═══ Provided data ═══

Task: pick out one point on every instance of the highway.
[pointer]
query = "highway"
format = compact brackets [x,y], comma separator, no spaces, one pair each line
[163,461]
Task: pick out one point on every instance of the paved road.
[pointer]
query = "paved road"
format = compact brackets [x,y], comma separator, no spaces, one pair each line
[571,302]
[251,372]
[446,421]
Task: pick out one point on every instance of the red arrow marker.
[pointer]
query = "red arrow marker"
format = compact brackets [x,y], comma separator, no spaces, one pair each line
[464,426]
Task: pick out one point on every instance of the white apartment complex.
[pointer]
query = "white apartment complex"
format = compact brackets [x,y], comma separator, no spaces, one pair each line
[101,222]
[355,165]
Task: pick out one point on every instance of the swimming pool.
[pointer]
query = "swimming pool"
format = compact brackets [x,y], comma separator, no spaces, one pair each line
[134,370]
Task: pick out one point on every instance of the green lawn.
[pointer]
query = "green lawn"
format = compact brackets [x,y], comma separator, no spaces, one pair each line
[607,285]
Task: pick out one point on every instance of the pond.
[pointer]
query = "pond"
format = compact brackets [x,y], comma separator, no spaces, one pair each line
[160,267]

═══
═══ Provided data ═══

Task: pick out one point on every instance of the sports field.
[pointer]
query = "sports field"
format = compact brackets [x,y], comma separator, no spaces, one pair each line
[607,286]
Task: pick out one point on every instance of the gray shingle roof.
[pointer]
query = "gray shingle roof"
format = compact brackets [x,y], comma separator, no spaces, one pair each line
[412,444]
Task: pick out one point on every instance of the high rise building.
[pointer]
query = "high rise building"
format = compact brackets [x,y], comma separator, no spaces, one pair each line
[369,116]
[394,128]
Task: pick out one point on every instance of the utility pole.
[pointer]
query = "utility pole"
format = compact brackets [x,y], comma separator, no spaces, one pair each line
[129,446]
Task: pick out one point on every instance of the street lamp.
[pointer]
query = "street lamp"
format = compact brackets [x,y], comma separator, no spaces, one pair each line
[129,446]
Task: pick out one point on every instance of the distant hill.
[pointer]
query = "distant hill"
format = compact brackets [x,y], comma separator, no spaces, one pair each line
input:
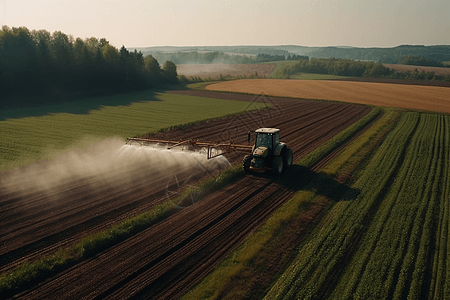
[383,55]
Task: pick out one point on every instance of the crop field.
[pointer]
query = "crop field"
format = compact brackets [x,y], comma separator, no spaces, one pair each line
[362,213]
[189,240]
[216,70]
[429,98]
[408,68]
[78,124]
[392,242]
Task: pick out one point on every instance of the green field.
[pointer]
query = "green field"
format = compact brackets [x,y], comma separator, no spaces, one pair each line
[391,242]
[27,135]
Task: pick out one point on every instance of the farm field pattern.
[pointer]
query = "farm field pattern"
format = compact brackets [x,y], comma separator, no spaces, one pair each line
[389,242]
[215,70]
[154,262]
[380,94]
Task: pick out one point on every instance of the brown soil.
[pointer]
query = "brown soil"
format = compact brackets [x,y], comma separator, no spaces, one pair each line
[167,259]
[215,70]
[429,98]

═══
═══ Provided data ═══

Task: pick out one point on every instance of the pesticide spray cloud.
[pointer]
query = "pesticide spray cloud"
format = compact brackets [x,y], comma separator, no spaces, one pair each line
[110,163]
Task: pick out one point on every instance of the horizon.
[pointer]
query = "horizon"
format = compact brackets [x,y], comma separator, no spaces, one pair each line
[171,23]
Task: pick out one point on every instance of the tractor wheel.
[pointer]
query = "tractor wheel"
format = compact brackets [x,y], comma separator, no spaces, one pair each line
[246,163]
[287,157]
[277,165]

═══

Exercise: Which lines in the data contain the word "soil"? Gather every one of them, treating uppercase and lowercase letters as different.

Exercise result:
Task: pick out one point on every instance of the brown soil.
query = "brown soil"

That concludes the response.